- [Exercise prompt]:
What is needed is an exact copy of every entry below, minus the images.
|---|
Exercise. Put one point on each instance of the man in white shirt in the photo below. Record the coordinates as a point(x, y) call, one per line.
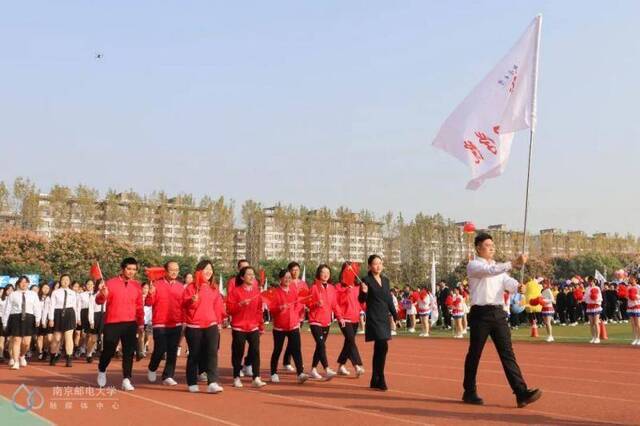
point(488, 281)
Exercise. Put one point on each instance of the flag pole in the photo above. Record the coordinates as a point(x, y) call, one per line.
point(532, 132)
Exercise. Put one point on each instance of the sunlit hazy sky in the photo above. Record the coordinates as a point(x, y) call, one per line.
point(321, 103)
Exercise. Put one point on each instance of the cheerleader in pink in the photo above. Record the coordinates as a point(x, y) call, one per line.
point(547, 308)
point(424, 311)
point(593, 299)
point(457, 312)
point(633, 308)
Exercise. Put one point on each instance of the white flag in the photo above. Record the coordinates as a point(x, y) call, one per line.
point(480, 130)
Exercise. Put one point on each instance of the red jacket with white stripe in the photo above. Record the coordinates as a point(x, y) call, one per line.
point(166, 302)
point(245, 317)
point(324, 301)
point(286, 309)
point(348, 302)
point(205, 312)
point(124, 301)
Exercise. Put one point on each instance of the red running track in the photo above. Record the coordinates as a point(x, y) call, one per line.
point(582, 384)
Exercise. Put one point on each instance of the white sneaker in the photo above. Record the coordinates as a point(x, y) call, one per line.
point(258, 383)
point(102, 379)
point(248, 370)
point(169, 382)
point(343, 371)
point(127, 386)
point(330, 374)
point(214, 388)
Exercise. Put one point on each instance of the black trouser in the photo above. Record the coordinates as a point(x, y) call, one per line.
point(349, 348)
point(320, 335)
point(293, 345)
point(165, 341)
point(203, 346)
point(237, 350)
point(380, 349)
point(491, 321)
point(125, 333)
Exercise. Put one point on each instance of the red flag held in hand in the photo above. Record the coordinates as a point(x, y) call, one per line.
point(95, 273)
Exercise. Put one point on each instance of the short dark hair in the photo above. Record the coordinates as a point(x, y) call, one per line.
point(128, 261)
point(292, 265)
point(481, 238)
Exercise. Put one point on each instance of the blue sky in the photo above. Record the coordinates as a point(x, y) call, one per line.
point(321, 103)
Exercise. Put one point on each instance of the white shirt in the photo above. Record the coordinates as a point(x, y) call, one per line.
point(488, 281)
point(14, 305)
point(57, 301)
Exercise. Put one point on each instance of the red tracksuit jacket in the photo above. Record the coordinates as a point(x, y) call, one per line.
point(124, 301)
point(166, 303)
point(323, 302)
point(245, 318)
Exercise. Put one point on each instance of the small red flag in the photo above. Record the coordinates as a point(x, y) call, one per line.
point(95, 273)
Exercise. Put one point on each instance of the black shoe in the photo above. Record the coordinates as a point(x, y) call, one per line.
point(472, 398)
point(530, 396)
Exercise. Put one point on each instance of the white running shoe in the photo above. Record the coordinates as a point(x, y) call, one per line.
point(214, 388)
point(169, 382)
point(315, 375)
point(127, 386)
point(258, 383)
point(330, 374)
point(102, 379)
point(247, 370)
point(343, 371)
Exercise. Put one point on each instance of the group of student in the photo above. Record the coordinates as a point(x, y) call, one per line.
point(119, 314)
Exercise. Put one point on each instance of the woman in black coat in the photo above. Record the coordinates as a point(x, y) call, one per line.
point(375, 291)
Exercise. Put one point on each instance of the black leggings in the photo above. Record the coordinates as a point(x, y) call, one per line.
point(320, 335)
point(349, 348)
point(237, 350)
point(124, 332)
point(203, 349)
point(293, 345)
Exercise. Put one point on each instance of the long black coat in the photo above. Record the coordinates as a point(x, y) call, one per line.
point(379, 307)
|---|
- [Answer box]:
Exercise. Put one point on each instance of the man in white shirt in the photo below. Record the coordinates as a point(x, y) call, one per line.
point(488, 281)
Exercise. Put one point on each instance of the flag pole in the photo above. Record the coordinates as a point(x, y) call, one per line.
point(532, 132)
Exercise. Put one point on each instance of the sunlit hazy sky in the photo above. Record the coordinates as a point(x, y) call, one per line.
point(321, 103)
Exercise. Put one point on each instance of the cheerleader in pink in the photo above. Record the coordinates as a point(x, y) call, one per line.
point(547, 308)
point(424, 311)
point(593, 299)
point(457, 312)
point(633, 308)
Exercise. Put one point on each instance of the white flag in the photo above. Record the coordinates as a point(x, y) call, one per line.
point(480, 130)
Exercise. Put one point on each instance of the red jacket with white stripe in the photo above. Record the coordinates as a point(x, y) call, one per line.
point(166, 302)
point(245, 317)
point(324, 301)
point(286, 309)
point(348, 302)
point(205, 312)
point(124, 301)
Exercise. Put one point on each instance of the red running track in the photo above. Record the coordinates as a point(x, y) call, one per line.
point(582, 384)
Exercise. Put one point on each instance of the white sneaker in the photo above. Record the coordinates as a point(x, y) call, one per line.
point(258, 383)
point(102, 379)
point(248, 370)
point(169, 382)
point(343, 371)
point(127, 386)
point(330, 374)
point(214, 388)
Exercise. Put one point on each instance of the black trouser in the photo above. Record the coordinates as a point(x, y) call, one per line.
point(349, 348)
point(320, 335)
point(293, 345)
point(165, 341)
point(203, 346)
point(237, 350)
point(380, 349)
point(491, 321)
point(125, 333)
Exercise. Put one point on each instance of the red flag held in hand in the photo above. Record the coordinates as a point(x, y) call, one per line.
point(95, 273)
Exercise. Put one point on each instance of the short dark hair in the photo above. Record the coordinates as a point(x, y) call, one per line.
point(128, 261)
point(292, 265)
point(481, 238)
Exercise. Put one point on each instance of the blue sky in the photo above. Record the coordinates as a point(x, y) call, one per line.
point(321, 103)
Exercise. Put one point on each instance of the white shirt in the photo above. Record the coordinates as a point(x, y) call, one per line.
point(488, 281)
point(14, 305)
point(57, 301)
Exercise. Put one point on each instance of the red tracksuit jacket in the photo above. Record the coordinates as a point(x, y) call, one per line.
point(124, 301)
point(166, 303)
point(323, 302)
point(245, 318)
Exercise. Put one point on each instance of the small red flag in the photo above. Record the coordinates as a point(x, y) call, one per line.
point(95, 273)
Exercise. Put one point on each instance of the black shoe in the photo above. Record the coordinates as a point(x, y) call, one per line.
point(472, 398)
point(530, 396)
Exercise. Put one point on each instance of the white running shoe in the photo above. Record the coordinates as a point(x, y) call, one per line.
point(214, 388)
point(169, 382)
point(315, 375)
point(127, 386)
point(258, 383)
point(330, 374)
point(102, 379)
point(247, 370)
point(343, 371)
Exercise. Put one point on each instance of the group of student in the photo above. Record the coordinates as a point(x, y) call, one per line.
point(119, 314)
Exercise. Put one point on each instance of the woman in black coat in the photo above. Record the coordinates as a point(x, y) call, one per line.
point(375, 291)
Exercise. Put one point on each instance of the black leggings in the photo above. Record the coordinates as a point(x, y) call, one per line.
point(320, 335)
point(349, 348)
point(237, 350)
point(124, 332)
point(203, 349)
point(293, 345)
Exercise. Put one point on each instance of the long black coat in the photo above. Record the coordinates as a point(x, y) call, one per line.
point(379, 307)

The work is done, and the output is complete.